Short problem: Leave out the pictures and copy everything else in the entries exactly.

Dataset items:
━━━━

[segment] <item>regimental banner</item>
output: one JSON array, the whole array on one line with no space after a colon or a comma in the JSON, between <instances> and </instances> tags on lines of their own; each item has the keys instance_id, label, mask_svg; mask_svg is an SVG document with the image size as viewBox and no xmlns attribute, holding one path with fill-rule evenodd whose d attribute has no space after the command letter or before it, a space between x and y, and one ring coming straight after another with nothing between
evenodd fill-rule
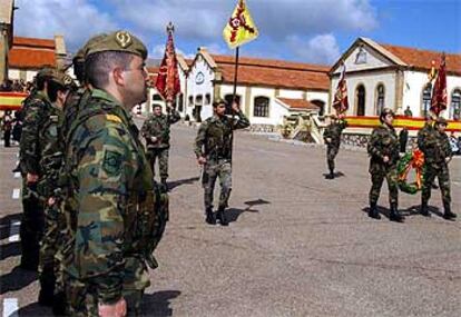
<instances>
[{"instance_id":1,"label":"regimental banner","mask_svg":"<svg viewBox=\"0 0 461 317\"><path fill-rule=\"evenodd\" d=\"M347 128L375 128L381 125L379 117L345 117ZM395 128L406 127L409 130L420 130L424 127L424 118L412 118L395 116L393 126ZM447 131L461 132L461 121L448 120Z\"/></svg>"},{"instance_id":2,"label":"regimental banner","mask_svg":"<svg viewBox=\"0 0 461 317\"><path fill-rule=\"evenodd\" d=\"M238 0L237 7L223 30L224 40L230 49L253 41L258 31L244 0Z\"/></svg>"},{"instance_id":3,"label":"regimental banner","mask_svg":"<svg viewBox=\"0 0 461 317\"><path fill-rule=\"evenodd\" d=\"M0 92L0 110L19 110L28 96L26 92Z\"/></svg>"}]
</instances>

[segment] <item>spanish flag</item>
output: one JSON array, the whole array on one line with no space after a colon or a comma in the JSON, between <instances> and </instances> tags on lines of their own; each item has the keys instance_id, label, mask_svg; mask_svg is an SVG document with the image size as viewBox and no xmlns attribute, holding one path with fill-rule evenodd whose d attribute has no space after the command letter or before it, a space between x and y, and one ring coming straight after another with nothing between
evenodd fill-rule
<instances>
[{"instance_id":1,"label":"spanish flag","mask_svg":"<svg viewBox=\"0 0 461 317\"><path fill-rule=\"evenodd\" d=\"M252 16L249 16L248 8L244 0L239 0L229 21L223 30L224 40L230 49L235 49L256 39L257 36L258 31L253 22Z\"/></svg>"}]
</instances>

━━━━

Finished answer:
[segment] <item>regimental banner</item>
output: one JSON array, the whole array on one line with no space after a colon or a comma in the JSON, between <instances> and </instances> tags on lines of their own; each item has the keys instance_id, label, mask_svg; mask_svg is an SVG document with the image size as viewBox and no xmlns attribute, holding one path with fill-rule evenodd whose d attribute has no space after the command letter or before it, a space between x and y, and one ring coming straight after another with nothing between
evenodd fill-rule
<instances>
[{"instance_id":1,"label":"regimental banner","mask_svg":"<svg viewBox=\"0 0 461 317\"><path fill-rule=\"evenodd\" d=\"M347 128L375 128L381 125L379 117L345 117ZM395 128L406 127L409 130L420 130L424 127L424 118L412 118L395 116L393 126ZM447 131L461 132L461 121L448 120Z\"/></svg>"},{"instance_id":2,"label":"regimental banner","mask_svg":"<svg viewBox=\"0 0 461 317\"><path fill-rule=\"evenodd\" d=\"M238 0L237 7L223 30L224 40L230 49L253 41L258 31L244 0Z\"/></svg>"},{"instance_id":3,"label":"regimental banner","mask_svg":"<svg viewBox=\"0 0 461 317\"><path fill-rule=\"evenodd\" d=\"M0 92L0 110L19 110L28 96L26 92Z\"/></svg>"}]
</instances>

[segment] <item>spanish flag</item>
output: one JSON array, the whole array on one line with no space after a colon or a comma in the JSON, between <instances> and </instances> tags on lines of their own; each item has the keys instance_id, label, mask_svg; mask_svg is an SVG document with the image size as viewBox and no xmlns attribute, holding one path with fill-rule evenodd whose d attribute has no space after the command letter or before it, a space between x and y, and one ring coming straight after another with nothing between
evenodd fill-rule
<instances>
[{"instance_id":1,"label":"spanish flag","mask_svg":"<svg viewBox=\"0 0 461 317\"><path fill-rule=\"evenodd\" d=\"M252 16L249 16L248 8L244 0L239 0L229 21L223 30L224 40L230 49L235 49L256 39L257 36L258 31L253 22Z\"/></svg>"}]
</instances>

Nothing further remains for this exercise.